### EXERCISE DETAILS
Reproduce the listing below word for word, starting at its very first line and stopping after the line that contains "[1137,460,1229,666]".

________________________________________

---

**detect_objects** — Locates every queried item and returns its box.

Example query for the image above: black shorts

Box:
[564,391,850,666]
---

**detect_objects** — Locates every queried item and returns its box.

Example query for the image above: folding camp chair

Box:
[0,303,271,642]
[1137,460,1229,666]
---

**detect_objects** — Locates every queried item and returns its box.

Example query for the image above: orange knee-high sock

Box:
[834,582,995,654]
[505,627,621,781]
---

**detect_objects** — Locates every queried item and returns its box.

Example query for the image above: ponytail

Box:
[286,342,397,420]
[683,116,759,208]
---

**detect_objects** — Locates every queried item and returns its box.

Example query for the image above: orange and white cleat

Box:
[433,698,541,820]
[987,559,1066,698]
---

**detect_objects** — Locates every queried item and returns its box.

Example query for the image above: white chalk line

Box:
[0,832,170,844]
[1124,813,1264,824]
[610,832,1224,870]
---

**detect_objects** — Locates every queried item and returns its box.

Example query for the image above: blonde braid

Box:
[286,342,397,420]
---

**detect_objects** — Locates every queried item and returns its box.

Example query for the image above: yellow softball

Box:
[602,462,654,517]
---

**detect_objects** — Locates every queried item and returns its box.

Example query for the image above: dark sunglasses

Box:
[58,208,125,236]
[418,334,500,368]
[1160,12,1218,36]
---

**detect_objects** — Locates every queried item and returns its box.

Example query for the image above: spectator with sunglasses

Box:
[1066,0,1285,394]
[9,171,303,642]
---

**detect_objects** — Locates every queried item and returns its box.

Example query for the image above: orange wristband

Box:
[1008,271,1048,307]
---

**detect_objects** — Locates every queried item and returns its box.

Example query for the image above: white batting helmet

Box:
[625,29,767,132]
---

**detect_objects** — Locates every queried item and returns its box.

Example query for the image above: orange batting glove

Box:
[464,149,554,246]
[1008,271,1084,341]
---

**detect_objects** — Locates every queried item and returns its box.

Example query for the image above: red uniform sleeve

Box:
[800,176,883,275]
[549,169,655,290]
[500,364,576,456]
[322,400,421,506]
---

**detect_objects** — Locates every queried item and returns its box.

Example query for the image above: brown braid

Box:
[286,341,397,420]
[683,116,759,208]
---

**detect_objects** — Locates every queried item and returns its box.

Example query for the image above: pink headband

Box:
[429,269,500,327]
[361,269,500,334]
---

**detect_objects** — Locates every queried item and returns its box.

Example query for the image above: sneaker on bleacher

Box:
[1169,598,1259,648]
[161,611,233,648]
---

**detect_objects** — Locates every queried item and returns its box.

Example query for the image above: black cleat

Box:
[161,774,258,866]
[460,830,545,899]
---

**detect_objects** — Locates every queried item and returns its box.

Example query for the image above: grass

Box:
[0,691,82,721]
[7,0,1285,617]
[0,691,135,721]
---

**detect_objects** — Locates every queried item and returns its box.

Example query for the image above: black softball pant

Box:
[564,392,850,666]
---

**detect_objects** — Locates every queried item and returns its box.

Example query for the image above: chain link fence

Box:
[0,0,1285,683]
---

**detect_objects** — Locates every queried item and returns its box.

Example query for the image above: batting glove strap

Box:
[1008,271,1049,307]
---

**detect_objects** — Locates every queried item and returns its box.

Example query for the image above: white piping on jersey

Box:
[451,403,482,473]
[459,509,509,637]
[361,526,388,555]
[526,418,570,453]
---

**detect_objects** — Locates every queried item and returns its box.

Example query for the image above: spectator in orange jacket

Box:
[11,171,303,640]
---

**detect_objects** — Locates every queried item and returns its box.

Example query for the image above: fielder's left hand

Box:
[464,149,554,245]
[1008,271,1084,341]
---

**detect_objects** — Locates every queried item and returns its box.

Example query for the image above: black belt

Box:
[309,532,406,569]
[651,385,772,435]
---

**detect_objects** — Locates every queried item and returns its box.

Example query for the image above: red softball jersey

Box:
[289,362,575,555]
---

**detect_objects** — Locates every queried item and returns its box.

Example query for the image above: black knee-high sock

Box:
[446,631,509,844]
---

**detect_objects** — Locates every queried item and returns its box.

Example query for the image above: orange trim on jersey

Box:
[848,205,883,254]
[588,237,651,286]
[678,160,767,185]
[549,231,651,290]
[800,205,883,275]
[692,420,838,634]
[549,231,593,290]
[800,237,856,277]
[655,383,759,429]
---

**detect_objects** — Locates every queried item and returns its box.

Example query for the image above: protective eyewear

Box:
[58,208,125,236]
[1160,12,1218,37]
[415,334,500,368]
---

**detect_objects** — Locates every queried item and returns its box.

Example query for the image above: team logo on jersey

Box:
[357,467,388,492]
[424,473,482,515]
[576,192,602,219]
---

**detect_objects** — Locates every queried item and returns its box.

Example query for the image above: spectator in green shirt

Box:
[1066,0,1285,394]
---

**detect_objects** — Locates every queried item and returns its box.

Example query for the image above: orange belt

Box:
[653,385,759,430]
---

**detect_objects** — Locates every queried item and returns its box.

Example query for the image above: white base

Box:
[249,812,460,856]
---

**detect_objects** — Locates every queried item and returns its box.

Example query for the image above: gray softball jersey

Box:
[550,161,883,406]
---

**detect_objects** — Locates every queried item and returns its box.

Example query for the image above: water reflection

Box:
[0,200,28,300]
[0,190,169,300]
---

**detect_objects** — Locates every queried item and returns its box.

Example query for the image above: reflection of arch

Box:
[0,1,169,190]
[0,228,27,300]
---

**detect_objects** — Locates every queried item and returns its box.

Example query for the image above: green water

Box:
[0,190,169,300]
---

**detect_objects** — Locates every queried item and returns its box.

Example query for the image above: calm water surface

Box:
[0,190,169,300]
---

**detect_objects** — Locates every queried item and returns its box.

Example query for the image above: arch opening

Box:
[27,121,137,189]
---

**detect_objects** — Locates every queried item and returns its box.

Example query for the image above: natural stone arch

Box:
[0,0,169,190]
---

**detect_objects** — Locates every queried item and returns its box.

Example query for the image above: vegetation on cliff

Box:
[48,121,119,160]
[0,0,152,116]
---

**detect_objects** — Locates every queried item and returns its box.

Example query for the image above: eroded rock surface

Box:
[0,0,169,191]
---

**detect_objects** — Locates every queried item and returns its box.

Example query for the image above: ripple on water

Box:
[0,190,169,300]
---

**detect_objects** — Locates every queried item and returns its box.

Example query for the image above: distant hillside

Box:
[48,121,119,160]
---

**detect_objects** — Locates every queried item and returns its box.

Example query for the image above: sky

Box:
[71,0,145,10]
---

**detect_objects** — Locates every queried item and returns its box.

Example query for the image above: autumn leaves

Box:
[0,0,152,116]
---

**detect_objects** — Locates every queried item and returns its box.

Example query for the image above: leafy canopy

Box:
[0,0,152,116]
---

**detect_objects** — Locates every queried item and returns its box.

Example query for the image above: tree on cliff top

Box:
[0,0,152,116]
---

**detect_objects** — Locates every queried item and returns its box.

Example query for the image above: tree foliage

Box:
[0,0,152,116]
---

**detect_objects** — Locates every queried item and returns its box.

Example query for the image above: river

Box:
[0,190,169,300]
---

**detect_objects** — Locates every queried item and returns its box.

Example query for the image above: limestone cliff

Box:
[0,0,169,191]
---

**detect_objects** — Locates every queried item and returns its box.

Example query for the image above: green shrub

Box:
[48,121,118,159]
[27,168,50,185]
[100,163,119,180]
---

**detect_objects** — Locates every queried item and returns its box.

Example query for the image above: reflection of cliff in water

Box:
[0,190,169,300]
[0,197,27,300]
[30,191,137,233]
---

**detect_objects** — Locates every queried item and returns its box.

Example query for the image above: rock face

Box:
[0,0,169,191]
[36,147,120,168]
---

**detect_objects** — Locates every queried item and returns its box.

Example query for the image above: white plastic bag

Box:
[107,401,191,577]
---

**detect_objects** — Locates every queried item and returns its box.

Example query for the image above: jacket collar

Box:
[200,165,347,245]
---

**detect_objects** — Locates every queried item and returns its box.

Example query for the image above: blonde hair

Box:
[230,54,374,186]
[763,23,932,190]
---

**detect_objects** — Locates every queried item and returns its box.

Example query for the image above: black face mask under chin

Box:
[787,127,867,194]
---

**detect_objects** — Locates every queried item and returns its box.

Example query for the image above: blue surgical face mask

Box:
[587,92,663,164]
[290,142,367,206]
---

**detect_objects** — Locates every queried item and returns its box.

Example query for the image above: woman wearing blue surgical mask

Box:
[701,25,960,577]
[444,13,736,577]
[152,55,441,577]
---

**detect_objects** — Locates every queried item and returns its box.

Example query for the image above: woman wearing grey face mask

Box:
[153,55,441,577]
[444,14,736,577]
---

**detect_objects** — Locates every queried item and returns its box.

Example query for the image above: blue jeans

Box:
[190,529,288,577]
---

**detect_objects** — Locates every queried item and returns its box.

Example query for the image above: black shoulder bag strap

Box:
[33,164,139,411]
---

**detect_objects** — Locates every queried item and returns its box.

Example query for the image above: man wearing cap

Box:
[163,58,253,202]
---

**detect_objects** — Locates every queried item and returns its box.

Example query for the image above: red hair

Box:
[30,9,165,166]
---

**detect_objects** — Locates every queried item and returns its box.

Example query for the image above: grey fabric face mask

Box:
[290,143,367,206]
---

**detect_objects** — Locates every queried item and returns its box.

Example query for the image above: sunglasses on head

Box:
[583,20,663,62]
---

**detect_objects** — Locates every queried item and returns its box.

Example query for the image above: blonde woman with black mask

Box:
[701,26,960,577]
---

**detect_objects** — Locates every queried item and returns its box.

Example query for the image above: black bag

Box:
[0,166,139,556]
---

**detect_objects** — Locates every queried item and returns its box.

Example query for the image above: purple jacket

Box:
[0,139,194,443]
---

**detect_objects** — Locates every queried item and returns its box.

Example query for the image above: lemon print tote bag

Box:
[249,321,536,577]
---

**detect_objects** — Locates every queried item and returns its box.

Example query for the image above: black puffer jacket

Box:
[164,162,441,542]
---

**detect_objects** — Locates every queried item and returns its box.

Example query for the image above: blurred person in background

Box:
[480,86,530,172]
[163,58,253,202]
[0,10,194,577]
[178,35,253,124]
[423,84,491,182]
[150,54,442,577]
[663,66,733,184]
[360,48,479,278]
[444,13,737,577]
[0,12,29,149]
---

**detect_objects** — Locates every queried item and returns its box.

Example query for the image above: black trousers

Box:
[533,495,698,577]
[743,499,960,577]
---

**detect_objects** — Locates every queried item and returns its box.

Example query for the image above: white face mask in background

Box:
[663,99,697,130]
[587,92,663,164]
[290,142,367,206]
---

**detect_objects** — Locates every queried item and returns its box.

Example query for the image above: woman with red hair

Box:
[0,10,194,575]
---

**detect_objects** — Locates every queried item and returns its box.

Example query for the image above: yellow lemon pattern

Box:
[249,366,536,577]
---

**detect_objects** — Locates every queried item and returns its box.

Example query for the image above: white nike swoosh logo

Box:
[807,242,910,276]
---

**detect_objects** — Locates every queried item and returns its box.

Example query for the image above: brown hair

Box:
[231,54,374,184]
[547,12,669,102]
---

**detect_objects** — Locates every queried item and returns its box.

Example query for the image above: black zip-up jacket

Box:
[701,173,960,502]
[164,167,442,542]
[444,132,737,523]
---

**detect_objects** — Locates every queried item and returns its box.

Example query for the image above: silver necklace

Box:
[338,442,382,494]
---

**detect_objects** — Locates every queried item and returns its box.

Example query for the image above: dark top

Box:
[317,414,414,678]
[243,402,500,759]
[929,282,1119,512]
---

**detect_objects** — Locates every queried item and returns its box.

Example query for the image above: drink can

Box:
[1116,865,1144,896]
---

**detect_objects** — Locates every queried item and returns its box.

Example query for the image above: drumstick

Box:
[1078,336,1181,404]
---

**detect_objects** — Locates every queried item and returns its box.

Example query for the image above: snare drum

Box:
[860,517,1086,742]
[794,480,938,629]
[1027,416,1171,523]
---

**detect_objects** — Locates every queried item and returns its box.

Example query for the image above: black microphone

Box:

________________________________________

### WRITTEN SOLUTION
---

**detect_objects** — Locates every queried item and returns its box.

Example query for the image above: black shorts

Box:
[564,391,850,666]
---

**detect_objects** — Locates every queried item and returns its box.

Example query for the image above: folding camp chair

Box:
[0,303,271,642]
[1137,460,1229,666]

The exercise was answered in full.